··· Extrait choisi ···
Qui peut encore nier que l’intifada au parfum de jasmin et les soulèvements de la place Tahrir sont avant tout des révolutions numériques ? La prise de la Bastille a eu lieu d’abord sur le Net avant de s’étendre à la rue. Pas de complot étranger,
aucune officine n’ayant l’honneur de semer le trouble, juste des jeunes révoltés par la chape de plomb politique et sociale et qui décident de crier « basta » ! En vérité, le monde a beaucoup changé, et l’histoire de la liberté d’expression aussi. Des voix qui s’élèvent sans muselière, ça inquiète forcément les régimes qui ont quelque chose à se reprocher. Les voix discordantes sont d’habitude suivies à la trace. Pour une fois, les autoroutes de l’information ont brouillé la filature. Bouc émissaire des politiques et de sécuritaires en panne d’idées, la liberté de parole a toujours été l’ennemi à abattre. Les goulags de la pensée sont désormais le fait des chargés de com de dictateurs en déroute. L’erreur de trop a été d’étendre ce simplisme au Net. En égypte, le régime de Moubarak a trouvé l’agent double de la crise. Les internautes en réseau sont d’abord accusés d’avoir conduit le pays au bord du gouffre. Puis d’avoir provoqué le chaos. Inconnu du grand public il y a juste quelques jours, Waël Ghonim est devenu une star après avoir raconté ses deux semaines de détention, les yeux bandés, dans les geôles des services secrets égyptiens. Le crime de ce cybermilitant ? Ce chef du marketing de Google pour le Moyen-Orient avait administré une page Facebook à la mémoire de Khaled Said, militant battu à mort par la police. Par ricochet, Google s’est vu attribuer par Vigeo un relèvement important de sa notation dans le domaine du respect des droits humains. Cet expert européen de la « performance responsable » considère l’initiative de Google comme une contribution de l’entreprise à la promotion de la « liberté d’expression dans la société, dans un contexte où cette liberté est gravement entravée par les pouvoirs publics ».
··· Données fournies ···
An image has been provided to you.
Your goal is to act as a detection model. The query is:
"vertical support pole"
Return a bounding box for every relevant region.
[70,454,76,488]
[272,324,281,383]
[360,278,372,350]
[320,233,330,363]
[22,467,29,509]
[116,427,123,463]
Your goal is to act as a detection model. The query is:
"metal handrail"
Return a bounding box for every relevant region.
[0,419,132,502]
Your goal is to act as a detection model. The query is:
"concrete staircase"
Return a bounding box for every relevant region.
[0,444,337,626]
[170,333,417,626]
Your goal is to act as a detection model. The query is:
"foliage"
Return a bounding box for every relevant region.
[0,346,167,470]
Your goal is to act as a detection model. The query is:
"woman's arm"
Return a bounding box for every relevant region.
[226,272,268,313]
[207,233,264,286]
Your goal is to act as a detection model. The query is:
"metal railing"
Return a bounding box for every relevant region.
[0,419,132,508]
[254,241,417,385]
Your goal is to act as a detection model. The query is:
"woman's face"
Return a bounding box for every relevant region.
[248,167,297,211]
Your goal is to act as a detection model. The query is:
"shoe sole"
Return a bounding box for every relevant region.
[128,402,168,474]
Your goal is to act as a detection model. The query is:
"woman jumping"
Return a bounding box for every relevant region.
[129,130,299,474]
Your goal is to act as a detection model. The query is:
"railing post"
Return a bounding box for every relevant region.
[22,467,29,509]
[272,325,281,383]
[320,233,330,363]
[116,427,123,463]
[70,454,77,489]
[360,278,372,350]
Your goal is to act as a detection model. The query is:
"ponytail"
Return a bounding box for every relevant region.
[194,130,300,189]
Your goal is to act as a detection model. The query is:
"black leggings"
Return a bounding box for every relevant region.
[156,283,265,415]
···
Résumez en deux phrases l'extrait choisi sur les révolutions numériques.

= Réponse =
L'intifada au parfum de jasmin et les soulèvements de la place Tahrir sont présentés comme des révolutions numériques, menées sans complot étranger par des jeunes révoltés contre la chape de plomb politique et sociale. En Égypte, le régime de Moubarak a accusé les internautes d'avoir provoqué le chaos, et Waël Ghonim, chef du marketing de Google pour le Moyen-Orient, a été détenu deux semaines pour avoir administré une page Facebook à la mémoire de Khaled Said, ce qui a valu à Google un relèvement de sa notation par Vigeo en matière de droits humains.